En el documental de Netflix sobre Jesús Gil, acertaron a definirlo con el término "pionero". Un periodista con gafas tintadas, probablemente para que no le cegara el resplandor del personaje, decía: "España es tierra de conquistadores, ¿es usted un conquistador, señor Gil?" "Conquistador en sí no" replicaba Gil, midiendo por última vez sus palabras. "Soy, por lo menos me tengo por creador". Lo mejor de todo es que en esas imágenes en blanco y negro aparece un Gil en ciernes, un Gil prematuro, todavía prehistórico, muy anterior al Atlético y a Marbella, pero que ya era consciente de todos los trapicheos y barrabasadas urbanísticas que iba a cometer más adelante, como si tuviera noticia de los juicios y escándalos y las cadenas que luciría colgadas del cuello mientras chapoteaba en una piscina al tiempo que por teléfono parecía estar comprando el futuro.
Es curioso que Harvey Weinstein -otro personaje pantagruélico y bigger than life que comparte con Gil la chulería, la intimidación y la desmesura física- haya empleado la misma palabra para delimitarse a sí mismo: se considera también un pionero, no en el campo de la producción cinematográfica sino en el campo de la reivindicación de los derechos femeninos en el séptimo arte. "Hice más películas dirigidas por mujeres y sobre mujeres que ningún otro realizador cinematográfico, y hablo de 30 años atrás". No vamos a rastrear ahora el catálogo de Miramax para sacar a la luz cursilerías del rango de Shakespeare in love o Chocolat, pero basta advertir que se compara a sí mismo con un "realizador cinematográfico", delirio de grandeza que explica el maltrato que sufrieron a sus manos directores como Guillermo del Toro, David O. Russell o James Mangold y las humillaciones a las que sometió a genios consagrados como Bernardo Bertolucci o Martin Scorsese.

** Tu tarea **
Sigue escribiendo el texto sobre Jesús Gil y Harvey Weinstein justo desde donde se queda. No hace falta leer las líneas de datos.

** Líneas de datos **

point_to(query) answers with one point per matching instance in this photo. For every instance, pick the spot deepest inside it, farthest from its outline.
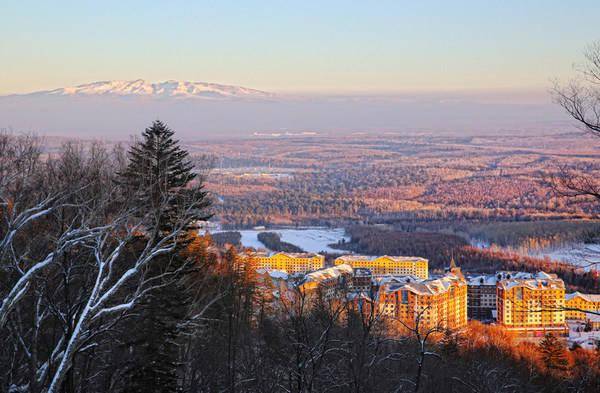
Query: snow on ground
(587, 340)
(580, 254)
(314, 239)
(584, 255)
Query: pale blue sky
(296, 46)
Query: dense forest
(107, 286)
(392, 179)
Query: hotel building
(439, 303)
(481, 293)
(388, 265)
(577, 303)
(290, 263)
(532, 305)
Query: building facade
(439, 303)
(577, 303)
(290, 263)
(388, 265)
(481, 293)
(532, 306)
(330, 283)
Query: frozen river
(315, 239)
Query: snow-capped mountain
(171, 88)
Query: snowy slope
(171, 88)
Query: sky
(321, 47)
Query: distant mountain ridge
(166, 89)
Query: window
(405, 297)
(519, 293)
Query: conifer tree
(553, 353)
(159, 178)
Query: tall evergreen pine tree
(158, 171)
(158, 178)
(553, 353)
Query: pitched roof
(426, 287)
(588, 297)
(351, 258)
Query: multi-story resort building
(481, 293)
(532, 305)
(439, 303)
(387, 265)
(331, 282)
(577, 303)
(362, 280)
(290, 263)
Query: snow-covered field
(314, 239)
(584, 255)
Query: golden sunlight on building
(288, 262)
(534, 305)
(437, 303)
(577, 303)
(387, 265)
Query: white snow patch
(314, 239)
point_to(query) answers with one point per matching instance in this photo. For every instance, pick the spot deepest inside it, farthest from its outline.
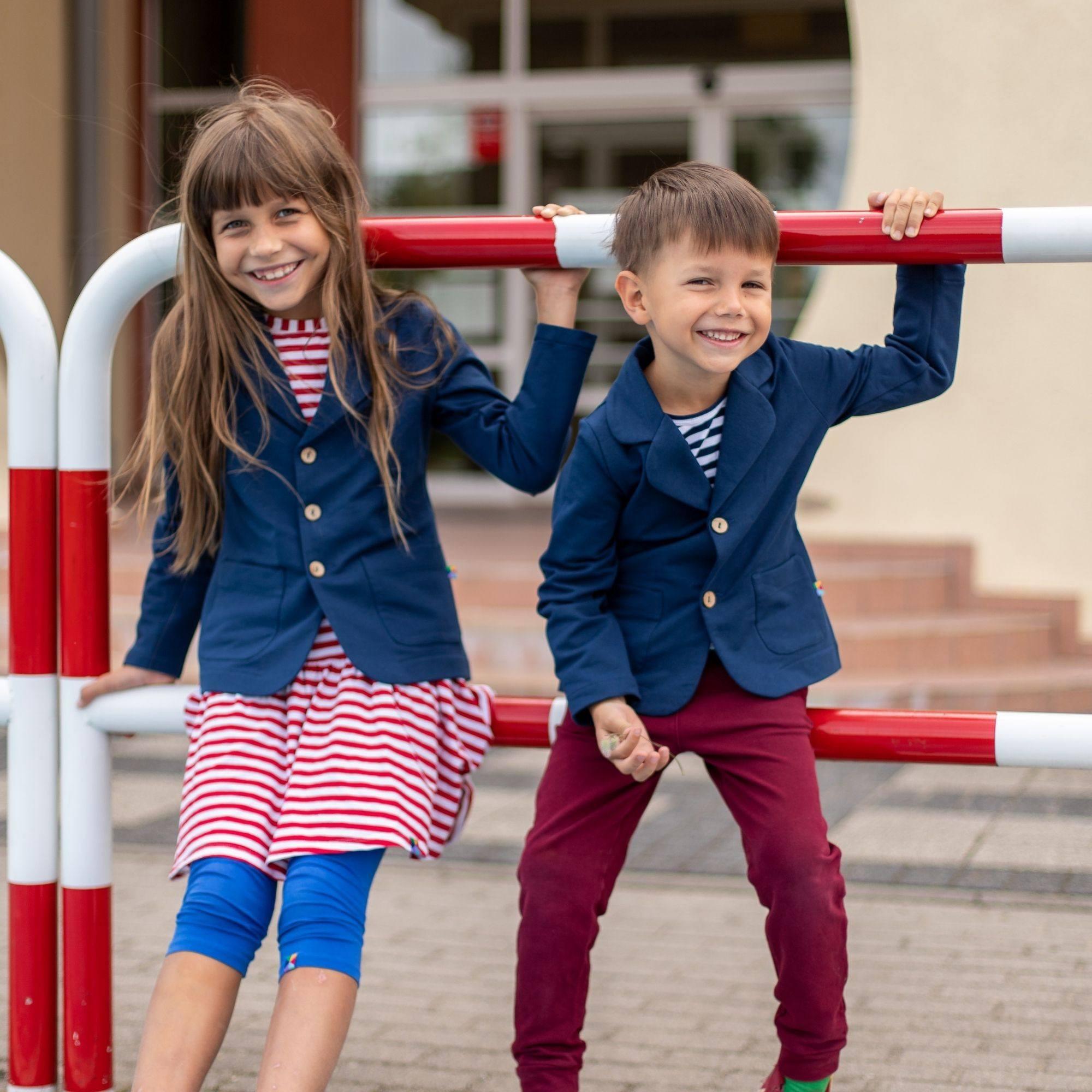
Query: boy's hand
(905, 210)
(556, 291)
(125, 679)
(624, 741)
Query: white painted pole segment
(584, 241)
(30, 340)
(1047, 235)
(151, 710)
(91, 335)
(86, 788)
(557, 710)
(1046, 741)
(31, 704)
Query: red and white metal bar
(808, 239)
(29, 701)
(87, 352)
(859, 735)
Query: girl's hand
(125, 679)
(624, 741)
(556, 291)
(905, 210)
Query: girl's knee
(325, 909)
(225, 912)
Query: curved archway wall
(987, 101)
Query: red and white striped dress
(336, 762)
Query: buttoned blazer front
(648, 567)
(307, 535)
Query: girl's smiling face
(277, 254)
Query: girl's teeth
(278, 274)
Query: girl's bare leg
(187, 1019)
(311, 1022)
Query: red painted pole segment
(460, 242)
(33, 568)
(85, 574)
(827, 239)
(859, 735)
(808, 239)
(89, 1054)
(32, 986)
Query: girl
(289, 424)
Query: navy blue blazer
(648, 566)
(262, 599)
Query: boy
(682, 608)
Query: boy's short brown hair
(715, 206)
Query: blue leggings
(229, 906)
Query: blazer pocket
(414, 601)
(638, 612)
(789, 614)
(242, 614)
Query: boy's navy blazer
(262, 599)
(648, 566)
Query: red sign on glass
(488, 125)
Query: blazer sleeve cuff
(583, 698)
(151, 661)
(566, 337)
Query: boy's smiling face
(706, 314)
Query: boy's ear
(628, 287)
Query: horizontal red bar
(460, 243)
(861, 735)
(808, 239)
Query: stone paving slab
(948, 991)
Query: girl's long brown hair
(268, 143)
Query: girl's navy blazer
(308, 535)
(648, 566)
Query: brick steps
(912, 628)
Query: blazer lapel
(276, 391)
(635, 417)
(749, 424)
(358, 390)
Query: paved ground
(971, 939)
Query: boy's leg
(759, 755)
(586, 814)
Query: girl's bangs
(246, 169)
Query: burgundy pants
(758, 754)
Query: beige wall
(990, 101)
(35, 222)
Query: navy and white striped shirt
(703, 433)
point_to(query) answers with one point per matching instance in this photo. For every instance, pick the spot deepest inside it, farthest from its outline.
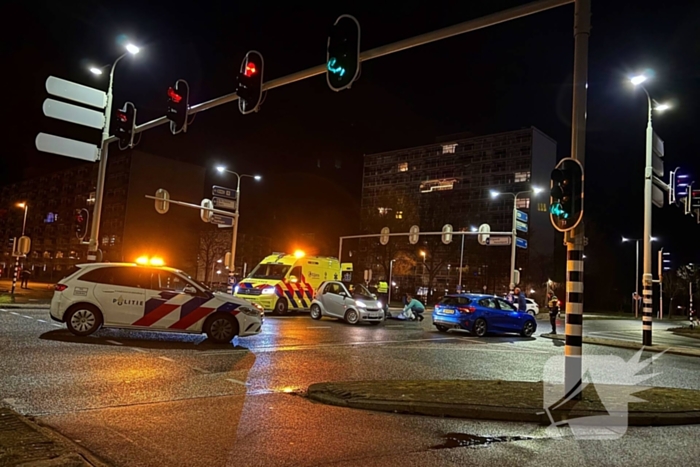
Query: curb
(685, 351)
(317, 392)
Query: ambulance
(284, 282)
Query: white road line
(237, 381)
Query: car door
(333, 301)
(511, 318)
(121, 293)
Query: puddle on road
(465, 440)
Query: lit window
(522, 176)
(437, 185)
(523, 203)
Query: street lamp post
(24, 206)
(647, 278)
(232, 267)
(514, 232)
(104, 150)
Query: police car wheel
(83, 319)
(221, 328)
(281, 307)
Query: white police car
(130, 296)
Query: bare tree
(214, 243)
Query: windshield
(269, 271)
(359, 291)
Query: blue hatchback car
(480, 314)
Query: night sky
(502, 78)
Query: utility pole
(575, 238)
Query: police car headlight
(246, 310)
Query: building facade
(450, 182)
(130, 226)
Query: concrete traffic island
(516, 401)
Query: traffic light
(125, 122)
(566, 196)
(80, 223)
(249, 83)
(343, 53)
(178, 105)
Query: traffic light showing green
(566, 196)
(343, 53)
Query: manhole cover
(462, 440)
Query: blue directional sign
(223, 192)
(220, 220)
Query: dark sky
(502, 78)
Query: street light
(104, 149)
(647, 278)
(514, 233)
(222, 169)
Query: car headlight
(246, 310)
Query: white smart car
(130, 296)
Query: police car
(131, 296)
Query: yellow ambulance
(284, 282)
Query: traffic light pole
(575, 238)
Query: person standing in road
(519, 300)
(553, 307)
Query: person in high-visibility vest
(383, 294)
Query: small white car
(352, 303)
(129, 296)
(532, 307)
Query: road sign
(66, 147)
(483, 236)
(223, 192)
(498, 241)
(206, 215)
(74, 114)
(224, 203)
(221, 220)
(76, 92)
(413, 238)
(447, 234)
(162, 205)
(384, 239)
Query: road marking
(237, 381)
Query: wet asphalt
(147, 399)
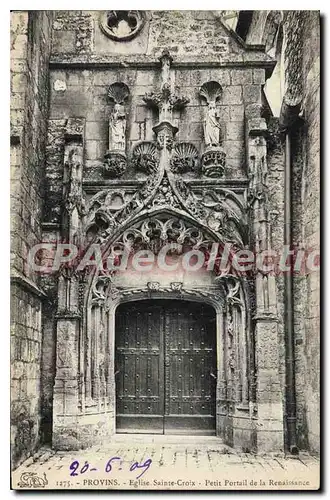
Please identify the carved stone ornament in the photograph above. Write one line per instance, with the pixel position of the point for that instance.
(122, 25)
(184, 158)
(210, 91)
(118, 92)
(213, 162)
(145, 157)
(114, 164)
(165, 132)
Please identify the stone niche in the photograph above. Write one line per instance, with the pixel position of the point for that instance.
(169, 135)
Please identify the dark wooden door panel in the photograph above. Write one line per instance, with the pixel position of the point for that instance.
(140, 367)
(165, 361)
(190, 350)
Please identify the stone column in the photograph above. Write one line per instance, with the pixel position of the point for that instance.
(268, 388)
(66, 388)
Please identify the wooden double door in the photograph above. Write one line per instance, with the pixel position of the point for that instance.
(165, 367)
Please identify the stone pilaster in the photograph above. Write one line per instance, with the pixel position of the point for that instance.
(269, 409)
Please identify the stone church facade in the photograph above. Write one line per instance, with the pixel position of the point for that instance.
(142, 129)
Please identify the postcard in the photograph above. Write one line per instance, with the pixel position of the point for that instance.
(165, 252)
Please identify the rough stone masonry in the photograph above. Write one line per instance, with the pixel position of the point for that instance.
(163, 126)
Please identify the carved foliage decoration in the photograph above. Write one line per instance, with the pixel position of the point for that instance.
(118, 92)
(165, 231)
(145, 157)
(184, 158)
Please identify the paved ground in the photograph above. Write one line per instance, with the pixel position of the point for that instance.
(162, 462)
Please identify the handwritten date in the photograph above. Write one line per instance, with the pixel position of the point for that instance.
(112, 464)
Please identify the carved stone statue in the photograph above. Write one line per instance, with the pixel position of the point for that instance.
(212, 126)
(117, 128)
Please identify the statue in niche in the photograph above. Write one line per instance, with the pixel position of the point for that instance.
(166, 60)
(212, 126)
(211, 93)
(117, 128)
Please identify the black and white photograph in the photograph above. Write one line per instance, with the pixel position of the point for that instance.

** Respuesta **
Quien quiera hacerse una idea del talante de Harvey y Bob Weinstein puede echar un vistazo a Sexo, mentiras y Hollywood, el fascinante reportaje de Peter Biskind en que Miramax sale retratada al estilo de una sucursal de la mafia con ambos hermanos en el papel de capos y matones bien chungos. A pesar de sus esfuerzos por esconder sus desmanes mediante sobornos, amenazas y truculentas campañas de prensa, era cuestión de tiempo que la bazofia brotara salpicando en todas direcciones, aunque difícilmente era previsible que saliera por la única grieta que Biskind omite en el libro: la bragueta. Ninguna mujer se había atrevido a plantar cara a Harvey Weinstein hasta que Ashley Judd y Rose McGowan destaparon la caja de Pandora y Hollywood se escandalizó con la misma desvergüenza que aquel gendarme de Casablanca: "Qué vergüenza, qué vergüenza, he descubierto que aquí se viola".
La última vez que Weinstein apareció en los juzgados, el pasado fin de semana, se marcó un Pinochet de libro haciendo como que cojeaba apoyándose en un andador, intentando dar lástima. Fue una actuación de Oscar, de ésas por las que la Academia regala nominaciones y estatuillas, pero la bocaza le traicionó dos días después en sus declaraciones a The New York Post, al decir que lo que se merecía por su trabajo a favor de los derechos de las mujeres era "una palmadita en la espalda". Con cinco cargos por violación a una mujer y una agresión sexual a otra, más las docenas y docenas de acusaciones acalladas a base de chantajes y sobornos, no parece la mejor estrategia para enfrentarse al juicio previsto para el 6 de enero y en el que podría acabar con cadena perpetua. Mientras Jesús Gil acertó en sus predicciones a largo plazo, Weinstein va a quedar como un pionero a posteriori, el pionero de los abusos al por mayor, el primer productor todopoderoso al que todo el mundo va a recordar por su papel de violador con chequera.